[Data excerpts]
Segment Open
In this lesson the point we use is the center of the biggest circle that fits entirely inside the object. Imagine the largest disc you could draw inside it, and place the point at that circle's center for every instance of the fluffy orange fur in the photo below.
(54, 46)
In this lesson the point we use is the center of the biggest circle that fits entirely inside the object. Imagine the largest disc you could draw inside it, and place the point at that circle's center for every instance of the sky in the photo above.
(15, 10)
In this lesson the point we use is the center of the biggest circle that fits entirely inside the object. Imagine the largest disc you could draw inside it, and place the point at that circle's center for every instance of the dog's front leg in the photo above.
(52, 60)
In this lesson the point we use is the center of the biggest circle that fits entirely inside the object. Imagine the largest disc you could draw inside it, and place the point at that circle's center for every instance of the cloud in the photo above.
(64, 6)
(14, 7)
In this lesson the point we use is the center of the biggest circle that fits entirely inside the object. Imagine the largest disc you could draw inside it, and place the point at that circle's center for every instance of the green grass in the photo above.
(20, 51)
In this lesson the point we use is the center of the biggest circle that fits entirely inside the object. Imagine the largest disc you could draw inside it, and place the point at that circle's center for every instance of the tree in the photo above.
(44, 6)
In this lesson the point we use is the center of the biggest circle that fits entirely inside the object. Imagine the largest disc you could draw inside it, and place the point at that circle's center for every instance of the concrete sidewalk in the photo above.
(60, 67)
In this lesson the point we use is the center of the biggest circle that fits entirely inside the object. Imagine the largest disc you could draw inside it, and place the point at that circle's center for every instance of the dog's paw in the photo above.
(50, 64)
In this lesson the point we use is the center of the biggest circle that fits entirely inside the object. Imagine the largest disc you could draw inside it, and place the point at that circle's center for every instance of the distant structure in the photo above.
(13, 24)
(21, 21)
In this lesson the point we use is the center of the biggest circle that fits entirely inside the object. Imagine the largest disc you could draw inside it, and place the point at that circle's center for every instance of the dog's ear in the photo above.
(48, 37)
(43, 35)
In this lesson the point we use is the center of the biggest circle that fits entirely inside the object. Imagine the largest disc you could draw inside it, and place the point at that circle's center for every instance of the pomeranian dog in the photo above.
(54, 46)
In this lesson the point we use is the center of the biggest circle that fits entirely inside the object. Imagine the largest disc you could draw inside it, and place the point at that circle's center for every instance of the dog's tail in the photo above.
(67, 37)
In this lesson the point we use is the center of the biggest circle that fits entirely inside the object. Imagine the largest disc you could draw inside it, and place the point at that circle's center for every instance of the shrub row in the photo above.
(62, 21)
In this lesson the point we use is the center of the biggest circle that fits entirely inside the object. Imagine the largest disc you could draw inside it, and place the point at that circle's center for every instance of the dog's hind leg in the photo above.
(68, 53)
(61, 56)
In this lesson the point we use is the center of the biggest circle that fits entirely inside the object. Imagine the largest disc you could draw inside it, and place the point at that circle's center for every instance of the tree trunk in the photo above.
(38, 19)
Segment Closed
[Exercise prompt] Reproduce the records exactly as they appear.

[Exercise answer]
In this lesson the point we use is the center of the biggest circle that fits entirely inside the object. Imagine the largest disc you could draw inside it, and place the point at that circle's center for every instance of the fluffy orange fur in the photo below.
(54, 46)
In this lesson the point we use is the center of the biggest circle that fits entirely inside the object. Imagine the largest disc you could draw inside it, and place the point at that circle's center for every instance of the sky in the photo above.
(15, 10)
In this lesson the point we use is the center of the biggest circle that fits entirely inside the object. Imagine the largest disc you could draw inside it, and place the point at that circle's center for every instance of the dog's front leg in the photo above.
(52, 60)
In this lesson the point we use is the center of the biggest circle that fits entirely inside the object. Imagine the largest disc you could draw inside it, and place the point at that circle's center for every instance of the cloud in the photo above.
(64, 6)
(14, 7)
In this lesson the point we use is the center of the biggest circle that fits entirely inside the object. Imagine the largest disc you could draw inside it, and place the point at that circle's center for every instance of the green grass in the photo above.
(20, 51)
In this lesson the point we use is the center of the biggest circle that fits entirely inside the object. Imagine the largest disc you could draw inside it, and place the point at that circle's center for every instance of the tree in the photo above.
(44, 6)
In this lesson the point we use is the center of the biggest circle that fits entirely inside the object. Imagine the largest disc you could draw inside it, and place the point at that circle's center for every instance of the concrete sidewalk in the photo above.
(60, 67)
In this lesson the point we use is the center of the biggest circle that fits entirely inside the object. Imagine the largest disc you could draw inside it, and place the point at that circle's center for every instance of the dog's paw in the photo above.
(50, 64)
In this lesson the point we use is the center of the biggest circle that fits entirely inside the object. Imagine the largest disc you could draw inside it, and place the point at that circle's center for every instance of the distant structure in the photo above.
(13, 24)
(21, 21)
In this lesson the point we use is the center of the biggest circle that fits entirely inside the object. Imagine the largest disc you could draw inside it, and place the point at that circle's center for every instance of the dog's ear in the photo above.
(48, 37)
(43, 35)
In this lesson the point we use is the center of the biggest circle that fits entirely inside the object. Imagine the largest disc you could draw inside it, and place the point at that circle's center for every instance of the pomeranian dog in the photo above.
(54, 46)
In this lesson the point we use is the center of the biggest circle that fits entirely inside the object. Imagine the largest disc you could draw inside it, and place the point at that circle's center for every instance of the dog's tail in the photo above.
(67, 37)
In this lesson the point we use is the center of the biggest circle that fits entirely inside the object. Imagine the largest disc you could draw inside it, and place the point at that circle's center for every instance of the shrub row in the photo above.
(62, 21)
In this lesson the point we use is the center of the biggest circle that fits entirely inside the object. Imagine the largest disc you could draw inside it, and place the point at that circle's center for every instance of the dog's hind leg in the photo above.
(68, 53)
(61, 56)
In this lesson the point we use is the center of the biggest circle that fits entirely inside the object. Imagine the largest disc you could draw inside it, and place the point at that circle's center for every instance of the tree trunk in the photo above.
(38, 19)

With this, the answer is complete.